What is expected:
Every entry must be given again exactly.

Entries provided:
◇ ◇ ◇ ◇ ◇ ◇ ◇
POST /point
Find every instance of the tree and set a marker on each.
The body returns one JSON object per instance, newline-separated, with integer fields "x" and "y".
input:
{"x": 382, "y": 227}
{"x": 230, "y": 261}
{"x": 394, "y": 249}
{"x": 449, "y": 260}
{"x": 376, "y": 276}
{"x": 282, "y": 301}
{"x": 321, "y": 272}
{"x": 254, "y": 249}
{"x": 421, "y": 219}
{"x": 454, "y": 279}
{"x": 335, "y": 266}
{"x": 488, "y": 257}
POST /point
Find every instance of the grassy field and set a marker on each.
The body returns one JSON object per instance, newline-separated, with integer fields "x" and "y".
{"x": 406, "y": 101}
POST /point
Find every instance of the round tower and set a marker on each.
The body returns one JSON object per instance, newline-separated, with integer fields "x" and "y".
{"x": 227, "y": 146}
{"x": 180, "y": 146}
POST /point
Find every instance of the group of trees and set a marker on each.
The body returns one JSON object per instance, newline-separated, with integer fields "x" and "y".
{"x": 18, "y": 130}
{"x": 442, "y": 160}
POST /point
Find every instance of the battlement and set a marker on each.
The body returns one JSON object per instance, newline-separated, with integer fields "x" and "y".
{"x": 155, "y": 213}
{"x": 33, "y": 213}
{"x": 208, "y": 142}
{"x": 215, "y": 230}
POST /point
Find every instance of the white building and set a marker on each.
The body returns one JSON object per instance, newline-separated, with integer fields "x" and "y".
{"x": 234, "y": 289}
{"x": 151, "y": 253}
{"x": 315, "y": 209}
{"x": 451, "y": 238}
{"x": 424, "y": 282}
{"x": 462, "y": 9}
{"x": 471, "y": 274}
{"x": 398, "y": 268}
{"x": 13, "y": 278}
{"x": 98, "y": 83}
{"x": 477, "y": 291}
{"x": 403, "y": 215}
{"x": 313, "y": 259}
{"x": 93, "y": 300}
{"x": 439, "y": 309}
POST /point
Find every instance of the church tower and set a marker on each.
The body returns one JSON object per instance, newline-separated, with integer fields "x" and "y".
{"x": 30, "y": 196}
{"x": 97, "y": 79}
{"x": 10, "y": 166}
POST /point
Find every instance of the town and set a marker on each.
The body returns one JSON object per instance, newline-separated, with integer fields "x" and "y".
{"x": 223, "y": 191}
◇ ◇ ◇ ◇ ◇ ◇ ◇
Solution:
POST /point
Find every instance of the tree and set a marker on each.
The body returns one JSON object per instance, newline-separated, with integer fields "x" and "y".
input:
{"x": 382, "y": 227}
{"x": 230, "y": 261}
{"x": 394, "y": 249}
{"x": 449, "y": 260}
{"x": 376, "y": 276}
{"x": 282, "y": 301}
{"x": 321, "y": 272}
{"x": 254, "y": 249}
{"x": 421, "y": 219}
{"x": 454, "y": 279}
{"x": 335, "y": 266}
{"x": 488, "y": 257}
POST /point
Find every instance of the grassy field and set a marker on each.
The body returns one JSON object per instance, newline-separated, with integer fields "x" and "y".
{"x": 406, "y": 101}
POST /point
Find every instance of the round tower and set a marker on each.
The body returns one JSON object per instance, newline-separated, with integer fields "x" and "y".
{"x": 227, "y": 146}
{"x": 180, "y": 146}
POST /point
Find every instance of the group of trees and set a marker on each.
The body returns one JSON object per instance, newline-separated, with integer fields "x" and "y".
{"x": 18, "y": 130}
{"x": 442, "y": 160}
POST /point
Find every instance of the battlement and set a marker on each.
The body returns one JSON object per instance, newline-separated, with integer fields "x" and "y".
{"x": 155, "y": 213}
{"x": 33, "y": 213}
{"x": 208, "y": 142}
{"x": 215, "y": 230}
POST /point
Find every instance of the white building and set a marker on each.
The body returns one JSON object per instance, newline-separated, with integer fields "x" and "y".
{"x": 234, "y": 289}
{"x": 151, "y": 253}
{"x": 315, "y": 209}
{"x": 451, "y": 238}
{"x": 424, "y": 282}
{"x": 462, "y": 9}
{"x": 471, "y": 274}
{"x": 398, "y": 268}
{"x": 13, "y": 278}
{"x": 98, "y": 83}
{"x": 477, "y": 291}
{"x": 403, "y": 215}
{"x": 313, "y": 259}
{"x": 93, "y": 300}
{"x": 439, "y": 309}
POST /point
Find every instance of the church tower and set a marker on each.
The body returns one JSON object per instance, newline-separated, with integer fields "x" and "y".
{"x": 30, "y": 196}
{"x": 97, "y": 79}
{"x": 10, "y": 166}
POST /point
Find every instance of the town and set a marker on each.
The body returns one JSON object per instance, newline-separated, with integer fields "x" and "y".
{"x": 223, "y": 191}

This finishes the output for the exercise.